Rewrite the lines below, switching every "girl's" to "child's" and leaving everything else unchanged.

Entries taken from a collection
*-*-*
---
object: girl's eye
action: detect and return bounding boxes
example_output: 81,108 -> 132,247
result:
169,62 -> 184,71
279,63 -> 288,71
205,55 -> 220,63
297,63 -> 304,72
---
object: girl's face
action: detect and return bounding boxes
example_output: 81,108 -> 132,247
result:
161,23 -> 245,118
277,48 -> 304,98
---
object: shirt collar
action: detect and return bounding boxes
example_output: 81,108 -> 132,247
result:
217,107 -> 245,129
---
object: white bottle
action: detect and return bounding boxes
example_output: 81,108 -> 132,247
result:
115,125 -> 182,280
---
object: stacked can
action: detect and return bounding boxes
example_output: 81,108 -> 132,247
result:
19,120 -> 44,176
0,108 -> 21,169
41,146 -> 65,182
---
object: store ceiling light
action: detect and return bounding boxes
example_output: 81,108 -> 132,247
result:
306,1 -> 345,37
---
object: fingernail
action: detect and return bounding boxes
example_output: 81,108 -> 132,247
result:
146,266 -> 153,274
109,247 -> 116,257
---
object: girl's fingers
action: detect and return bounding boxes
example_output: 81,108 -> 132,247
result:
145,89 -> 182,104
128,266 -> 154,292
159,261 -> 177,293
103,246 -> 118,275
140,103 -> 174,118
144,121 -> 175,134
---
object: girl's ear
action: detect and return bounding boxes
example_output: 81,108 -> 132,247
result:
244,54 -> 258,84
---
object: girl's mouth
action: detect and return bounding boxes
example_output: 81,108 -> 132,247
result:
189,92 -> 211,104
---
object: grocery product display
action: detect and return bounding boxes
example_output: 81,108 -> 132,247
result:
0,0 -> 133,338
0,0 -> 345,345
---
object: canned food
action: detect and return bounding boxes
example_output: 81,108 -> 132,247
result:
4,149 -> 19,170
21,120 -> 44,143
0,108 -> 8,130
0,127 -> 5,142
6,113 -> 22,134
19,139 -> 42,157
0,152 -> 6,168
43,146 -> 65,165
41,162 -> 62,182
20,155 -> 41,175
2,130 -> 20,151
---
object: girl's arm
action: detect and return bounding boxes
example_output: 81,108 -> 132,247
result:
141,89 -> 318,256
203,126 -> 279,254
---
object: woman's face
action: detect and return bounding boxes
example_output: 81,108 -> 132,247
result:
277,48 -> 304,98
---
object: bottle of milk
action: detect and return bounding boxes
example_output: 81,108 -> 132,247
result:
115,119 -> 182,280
*-*-*
Full output
---
object: child's eye
action: detect and return bounding boxes
example_output: 81,108 -> 132,247
result:
169,62 -> 184,71
279,63 -> 288,71
205,55 -> 220,63
297,63 -> 304,72
---
object: child's face
action: detect and return bounding boxes
example_output: 81,108 -> 132,247
result:
161,23 -> 245,118
277,48 -> 304,98
---
object: shirt collar
action: detect and return bounding boxes
example_output: 81,108 -> 132,247
result:
217,107 -> 245,129
---
object: white bottle
action: detect and return bounding boxes
example_output: 81,108 -> 132,247
result:
115,125 -> 182,280
---
object: stacked can
action: detect and return bounding boxes
example_output: 81,108 -> 132,247
result:
19,120 -> 44,176
0,108 -> 21,169
41,146 -> 65,182
---
object: store ceiling light
action: detect and return bounding boxes
example_output: 81,108 -> 132,247
result:
306,1 -> 345,37
---
object: fingernail
action: detect and return bounding boxes
example_output: 81,108 -> 132,247
result:
146,266 -> 153,274
109,247 -> 116,257
---
object: child's fingers
action: detect and return bounding boxes
example_output: 81,108 -> 132,247
result:
145,89 -> 182,104
128,266 -> 154,292
159,261 -> 177,293
103,246 -> 118,275
140,103 -> 174,118
144,121 -> 175,134
---
object: child's ear
action: detect and return bounding boxes
example_output: 81,108 -> 132,247
result:
244,54 -> 258,84
---
object: child's mouth
action: detect and return bounding boxes
example_output: 81,108 -> 132,247
result:
189,92 -> 211,104
---
object: grocery product display
action: detect and return bounding boxes
example_output: 81,108 -> 132,247
result:
0,0 -> 133,338
0,0 -> 345,345
---
object: canned food
action: detect and return bounding boxes
example_output: 81,108 -> 132,247
result:
4,149 -> 19,170
21,120 -> 44,143
0,108 -> 8,130
0,127 -> 5,142
6,113 -> 22,134
19,139 -> 42,157
0,152 -> 6,168
43,146 -> 65,165
41,162 -> 62,182
20,155 -> 41,175
2,130 -> 20,151
---
object: child's arm
action: detect and return bounding boxes
example_output: 81,108 -> 132,247
result:
141,89 -> 318,256
203,126 -> 279,254
---
object: woman's face
action: detect and return bounding boxes
example_output: 81,108 -> 132,247
result:
277,48 -> 304,98
---
object: bottle of milk
action: detect and return bounding boxes
example_output: 81,108 -> 132,247
result:
115,119 -> 182,280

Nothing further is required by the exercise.